MATERIAL PROVIDED START
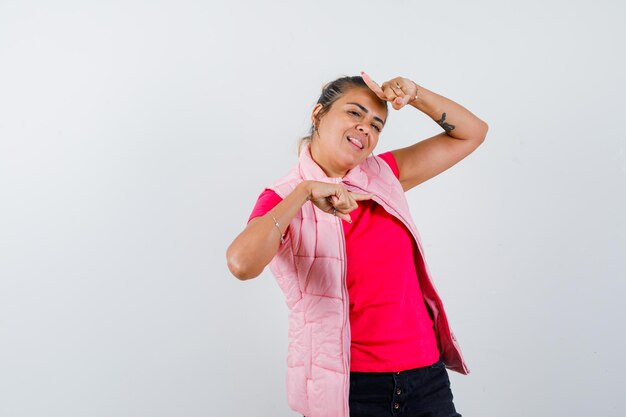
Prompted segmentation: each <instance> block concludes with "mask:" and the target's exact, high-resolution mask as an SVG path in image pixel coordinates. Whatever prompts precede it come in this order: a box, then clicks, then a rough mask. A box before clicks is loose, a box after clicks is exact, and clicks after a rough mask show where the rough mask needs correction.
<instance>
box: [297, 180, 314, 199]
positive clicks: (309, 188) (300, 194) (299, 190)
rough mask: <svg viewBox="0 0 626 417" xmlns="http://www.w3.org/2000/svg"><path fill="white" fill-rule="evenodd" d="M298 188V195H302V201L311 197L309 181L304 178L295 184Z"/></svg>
mask: <svg viewBox="0 0 626 417" xmlns="http://www.w3.org/2000/svg"><path fill="white" fill-rule="evenodd" d="M296 188H298V189H299V192H300V195H302V196H303V197H304V202H303V203H302V204H304V203H306V202H307V201H309V200H310V199H311V181H309V180H304V181H302V182H301V183H300V184H298V185H297V186H296Z"/></svg>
MATERIAL PROVIDED END
• _ACTION ITEM_
Repeat the preceding records precisely, and leave every picture out of the copy.

• _ANSWER BOX_
Prompted segmentation: each <instance> block concludes with "mask:" and the target's exact, high-resolution mask as an SVG path in image pixel coordinates. Whatever prompts precede it come in this order: a box, then clicks, then a rough mask. A box before clicks is loose, a box after clicks is exact, and clicks after a rough mask show where the rough mask needs correction.
<instance>
box: [297, 180, 314, 199]
positive clicks: (309, 188) (300, 194) (299, 190)
rough mask: <svg viewBox="0 0 626 417" xmlns="http://www.w3.org/2000/svg"><path fill="white" fill-rule="evenodd" d="M298 188V195H302V201L311 197L309 181L304 178L295 184Z"/></svg>
mask: <svg viewBox="0 0 626 417" xmlns="http://www.w3.org/2000/svg"><path fill="white" fill-rule="evenodd" d="M296 188H298V189H299V192H300V195H302V196H303V197H304V202H303V203H302V204H304V203H306V202H307V201H309V200H310V199H311V181H309V180H304V181H302V182H301V183H300V184H298V185H297V186H296Z"/></svg>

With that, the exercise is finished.